Action item. Determine how many lines in these records hold "point". Only the number is wanted.

Excerpted records.
• • • • •

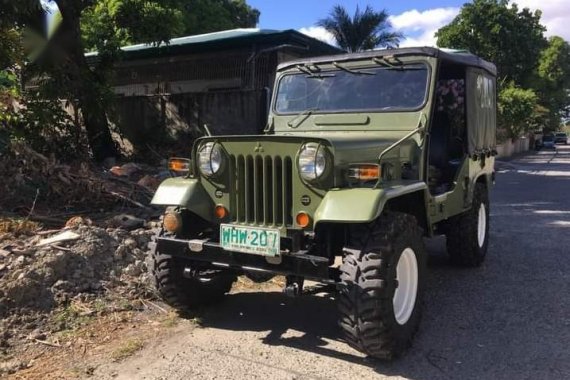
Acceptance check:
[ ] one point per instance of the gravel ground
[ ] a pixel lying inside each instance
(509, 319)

• • • • •

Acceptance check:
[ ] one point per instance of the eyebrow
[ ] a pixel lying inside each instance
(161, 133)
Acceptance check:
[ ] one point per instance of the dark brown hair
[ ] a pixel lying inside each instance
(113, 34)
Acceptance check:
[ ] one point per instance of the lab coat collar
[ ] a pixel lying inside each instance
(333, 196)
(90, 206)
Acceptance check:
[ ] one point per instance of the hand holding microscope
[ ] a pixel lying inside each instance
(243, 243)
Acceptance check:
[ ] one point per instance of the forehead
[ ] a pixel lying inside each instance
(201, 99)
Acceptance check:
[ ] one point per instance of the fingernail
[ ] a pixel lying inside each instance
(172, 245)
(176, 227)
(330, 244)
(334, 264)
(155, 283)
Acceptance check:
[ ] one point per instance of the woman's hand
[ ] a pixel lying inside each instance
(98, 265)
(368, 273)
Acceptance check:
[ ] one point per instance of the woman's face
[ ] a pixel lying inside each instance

• • • • •

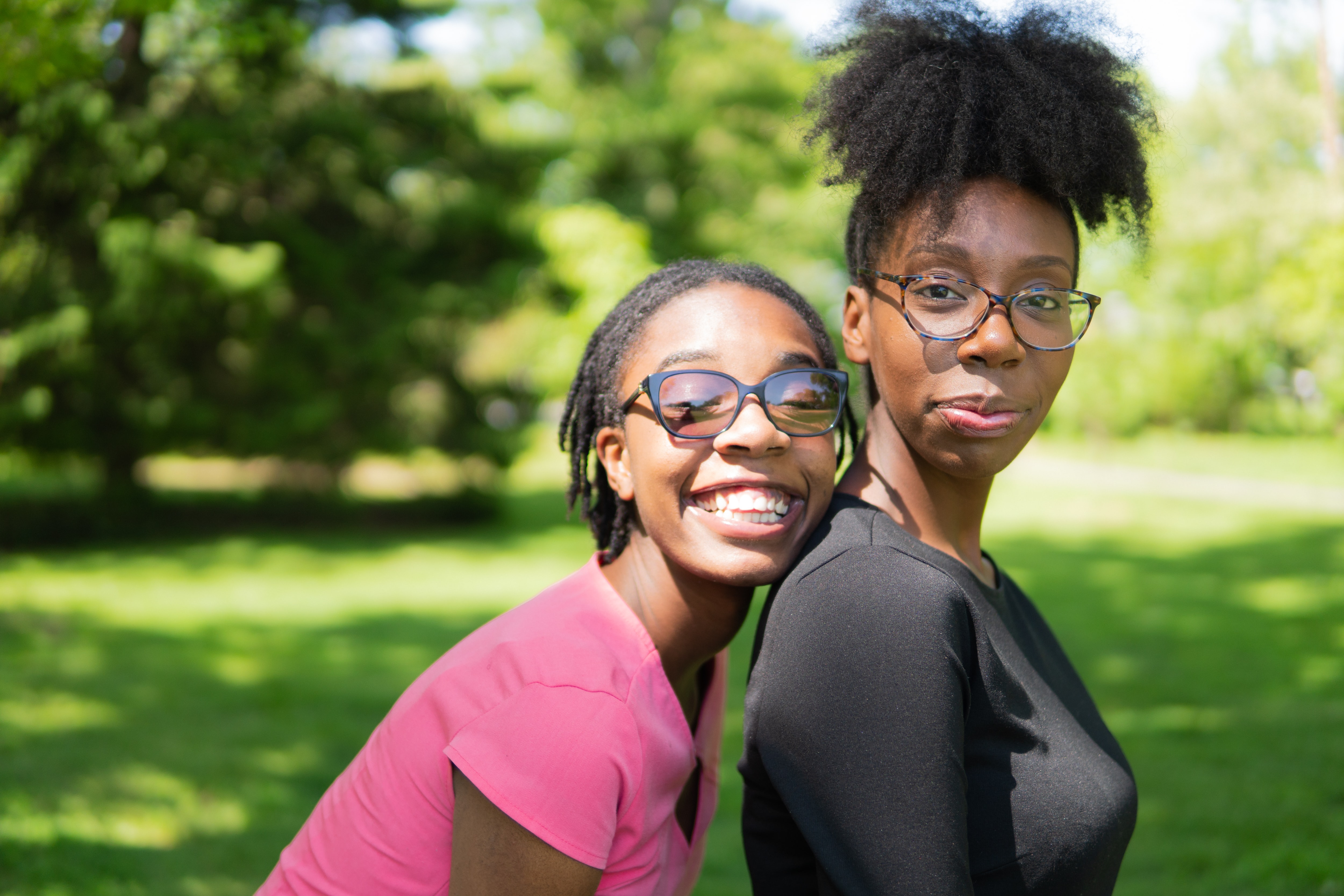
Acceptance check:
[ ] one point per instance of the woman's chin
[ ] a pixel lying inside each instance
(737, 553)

• • • • •

Answer to this task. 10